_EXERCISE DIRECTIONS_
If a line in the entries contains the word "railing", list it.

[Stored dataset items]

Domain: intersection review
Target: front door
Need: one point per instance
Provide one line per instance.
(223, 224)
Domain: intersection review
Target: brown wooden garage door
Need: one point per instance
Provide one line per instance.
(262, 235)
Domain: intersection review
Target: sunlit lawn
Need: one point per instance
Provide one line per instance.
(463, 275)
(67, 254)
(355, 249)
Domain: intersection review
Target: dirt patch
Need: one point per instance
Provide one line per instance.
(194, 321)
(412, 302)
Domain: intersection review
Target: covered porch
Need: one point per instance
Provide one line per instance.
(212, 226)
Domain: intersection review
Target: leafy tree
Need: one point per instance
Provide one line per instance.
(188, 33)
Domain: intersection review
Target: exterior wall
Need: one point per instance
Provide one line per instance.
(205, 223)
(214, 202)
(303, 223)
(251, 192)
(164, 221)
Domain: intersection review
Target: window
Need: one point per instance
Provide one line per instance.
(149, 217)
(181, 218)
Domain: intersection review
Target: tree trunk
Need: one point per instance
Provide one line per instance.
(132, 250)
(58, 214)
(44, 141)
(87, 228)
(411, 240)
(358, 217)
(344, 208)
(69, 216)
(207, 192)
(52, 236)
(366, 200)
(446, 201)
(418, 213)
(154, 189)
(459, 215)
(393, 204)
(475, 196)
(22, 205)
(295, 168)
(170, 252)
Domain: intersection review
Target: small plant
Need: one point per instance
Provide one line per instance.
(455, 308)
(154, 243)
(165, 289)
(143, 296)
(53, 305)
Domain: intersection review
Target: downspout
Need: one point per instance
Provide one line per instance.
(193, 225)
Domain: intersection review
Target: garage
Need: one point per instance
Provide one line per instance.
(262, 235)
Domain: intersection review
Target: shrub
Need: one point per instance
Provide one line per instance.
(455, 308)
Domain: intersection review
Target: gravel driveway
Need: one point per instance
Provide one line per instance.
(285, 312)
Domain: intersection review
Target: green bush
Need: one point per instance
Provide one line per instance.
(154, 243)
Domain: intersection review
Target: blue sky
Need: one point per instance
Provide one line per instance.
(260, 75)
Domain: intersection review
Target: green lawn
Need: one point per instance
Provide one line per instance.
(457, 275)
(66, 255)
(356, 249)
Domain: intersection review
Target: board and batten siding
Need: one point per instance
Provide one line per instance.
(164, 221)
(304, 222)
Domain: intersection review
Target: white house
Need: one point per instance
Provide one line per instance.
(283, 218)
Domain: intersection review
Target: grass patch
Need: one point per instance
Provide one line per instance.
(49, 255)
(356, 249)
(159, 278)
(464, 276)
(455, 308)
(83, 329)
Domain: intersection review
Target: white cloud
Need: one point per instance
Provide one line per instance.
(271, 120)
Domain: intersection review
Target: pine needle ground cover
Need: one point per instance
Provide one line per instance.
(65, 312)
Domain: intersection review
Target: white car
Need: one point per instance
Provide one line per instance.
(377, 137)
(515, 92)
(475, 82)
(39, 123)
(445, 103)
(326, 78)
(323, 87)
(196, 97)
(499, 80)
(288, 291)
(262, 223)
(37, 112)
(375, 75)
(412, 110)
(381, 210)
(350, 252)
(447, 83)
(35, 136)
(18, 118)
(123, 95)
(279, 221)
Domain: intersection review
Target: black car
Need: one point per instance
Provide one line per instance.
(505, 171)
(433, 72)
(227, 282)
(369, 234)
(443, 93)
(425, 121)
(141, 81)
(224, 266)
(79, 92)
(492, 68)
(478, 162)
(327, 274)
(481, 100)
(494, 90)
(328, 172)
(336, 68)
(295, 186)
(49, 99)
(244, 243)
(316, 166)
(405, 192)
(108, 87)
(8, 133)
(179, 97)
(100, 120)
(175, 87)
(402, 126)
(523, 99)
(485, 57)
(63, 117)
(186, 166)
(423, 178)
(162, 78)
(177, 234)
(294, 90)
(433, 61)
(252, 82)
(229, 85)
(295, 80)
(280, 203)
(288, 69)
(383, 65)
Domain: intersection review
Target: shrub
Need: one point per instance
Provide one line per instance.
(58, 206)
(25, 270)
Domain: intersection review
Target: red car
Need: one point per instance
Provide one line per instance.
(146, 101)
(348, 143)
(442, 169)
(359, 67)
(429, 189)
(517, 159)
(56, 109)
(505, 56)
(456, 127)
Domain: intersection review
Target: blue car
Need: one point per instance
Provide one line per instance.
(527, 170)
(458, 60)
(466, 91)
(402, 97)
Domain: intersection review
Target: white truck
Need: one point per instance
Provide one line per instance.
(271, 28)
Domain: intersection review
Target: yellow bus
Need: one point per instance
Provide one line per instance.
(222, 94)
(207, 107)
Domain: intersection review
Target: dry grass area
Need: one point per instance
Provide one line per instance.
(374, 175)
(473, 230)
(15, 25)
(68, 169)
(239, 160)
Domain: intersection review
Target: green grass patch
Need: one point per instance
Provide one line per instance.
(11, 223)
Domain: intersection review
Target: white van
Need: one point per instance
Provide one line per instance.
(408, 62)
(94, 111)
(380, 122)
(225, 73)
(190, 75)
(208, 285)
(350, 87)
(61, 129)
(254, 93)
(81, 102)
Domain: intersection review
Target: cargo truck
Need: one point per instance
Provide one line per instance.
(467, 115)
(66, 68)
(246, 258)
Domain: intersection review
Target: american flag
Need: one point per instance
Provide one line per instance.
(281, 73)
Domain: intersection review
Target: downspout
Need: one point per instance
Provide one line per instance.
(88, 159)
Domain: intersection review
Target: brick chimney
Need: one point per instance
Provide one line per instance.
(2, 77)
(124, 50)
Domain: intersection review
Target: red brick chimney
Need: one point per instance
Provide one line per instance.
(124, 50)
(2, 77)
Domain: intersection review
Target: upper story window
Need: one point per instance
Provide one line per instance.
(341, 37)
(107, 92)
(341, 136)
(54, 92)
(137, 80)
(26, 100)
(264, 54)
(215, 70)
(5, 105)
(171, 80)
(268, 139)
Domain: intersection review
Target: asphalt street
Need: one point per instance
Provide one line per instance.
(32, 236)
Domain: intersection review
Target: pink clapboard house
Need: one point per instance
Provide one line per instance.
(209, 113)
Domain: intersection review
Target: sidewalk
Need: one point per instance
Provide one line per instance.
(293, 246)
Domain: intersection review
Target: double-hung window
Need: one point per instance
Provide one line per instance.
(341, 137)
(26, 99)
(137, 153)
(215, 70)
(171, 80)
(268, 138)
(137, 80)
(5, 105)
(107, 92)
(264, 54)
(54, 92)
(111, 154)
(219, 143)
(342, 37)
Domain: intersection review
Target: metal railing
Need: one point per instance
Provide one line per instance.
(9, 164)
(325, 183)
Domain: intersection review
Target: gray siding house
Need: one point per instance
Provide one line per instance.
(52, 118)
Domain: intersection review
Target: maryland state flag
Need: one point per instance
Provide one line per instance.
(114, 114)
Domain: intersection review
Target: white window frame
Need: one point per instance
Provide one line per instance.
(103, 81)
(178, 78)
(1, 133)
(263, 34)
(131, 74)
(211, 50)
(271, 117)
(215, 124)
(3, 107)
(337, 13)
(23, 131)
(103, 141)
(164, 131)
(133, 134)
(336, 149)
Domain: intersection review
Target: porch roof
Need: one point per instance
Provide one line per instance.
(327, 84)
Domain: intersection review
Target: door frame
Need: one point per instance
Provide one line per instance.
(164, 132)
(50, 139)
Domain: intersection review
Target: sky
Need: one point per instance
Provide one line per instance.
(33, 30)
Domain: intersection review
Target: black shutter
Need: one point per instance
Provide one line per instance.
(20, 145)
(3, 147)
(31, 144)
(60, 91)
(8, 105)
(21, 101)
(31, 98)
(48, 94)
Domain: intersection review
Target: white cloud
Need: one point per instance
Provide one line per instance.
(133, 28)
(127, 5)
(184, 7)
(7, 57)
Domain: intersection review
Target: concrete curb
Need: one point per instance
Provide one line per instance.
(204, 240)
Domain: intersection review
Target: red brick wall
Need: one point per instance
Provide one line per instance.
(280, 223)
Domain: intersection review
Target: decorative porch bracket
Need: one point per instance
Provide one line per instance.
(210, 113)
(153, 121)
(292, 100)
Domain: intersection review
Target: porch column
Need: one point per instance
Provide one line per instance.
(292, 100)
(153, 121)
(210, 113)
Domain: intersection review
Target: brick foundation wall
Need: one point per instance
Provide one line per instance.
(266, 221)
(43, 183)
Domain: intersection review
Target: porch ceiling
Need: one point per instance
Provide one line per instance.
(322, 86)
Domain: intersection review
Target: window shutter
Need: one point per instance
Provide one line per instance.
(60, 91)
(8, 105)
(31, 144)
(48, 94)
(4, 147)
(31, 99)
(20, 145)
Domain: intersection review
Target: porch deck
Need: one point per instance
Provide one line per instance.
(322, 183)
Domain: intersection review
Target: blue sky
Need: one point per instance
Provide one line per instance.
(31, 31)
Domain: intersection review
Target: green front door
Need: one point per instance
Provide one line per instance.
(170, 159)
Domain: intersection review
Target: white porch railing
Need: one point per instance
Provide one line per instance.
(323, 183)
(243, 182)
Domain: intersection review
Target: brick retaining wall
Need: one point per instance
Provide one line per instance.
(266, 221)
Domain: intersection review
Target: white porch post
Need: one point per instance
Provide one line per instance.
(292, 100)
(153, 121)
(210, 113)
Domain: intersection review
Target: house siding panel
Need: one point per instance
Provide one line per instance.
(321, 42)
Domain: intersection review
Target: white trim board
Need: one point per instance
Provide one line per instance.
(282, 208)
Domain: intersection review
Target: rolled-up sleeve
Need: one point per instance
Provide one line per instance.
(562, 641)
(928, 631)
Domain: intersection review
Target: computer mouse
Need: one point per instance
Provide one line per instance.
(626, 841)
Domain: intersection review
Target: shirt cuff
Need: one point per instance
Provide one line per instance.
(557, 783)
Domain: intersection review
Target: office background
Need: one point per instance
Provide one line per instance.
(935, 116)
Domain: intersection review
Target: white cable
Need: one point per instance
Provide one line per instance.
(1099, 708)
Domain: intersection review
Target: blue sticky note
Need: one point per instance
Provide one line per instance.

_EXERCISE SOLUTION_
Target: metal railing
Target: white porch railing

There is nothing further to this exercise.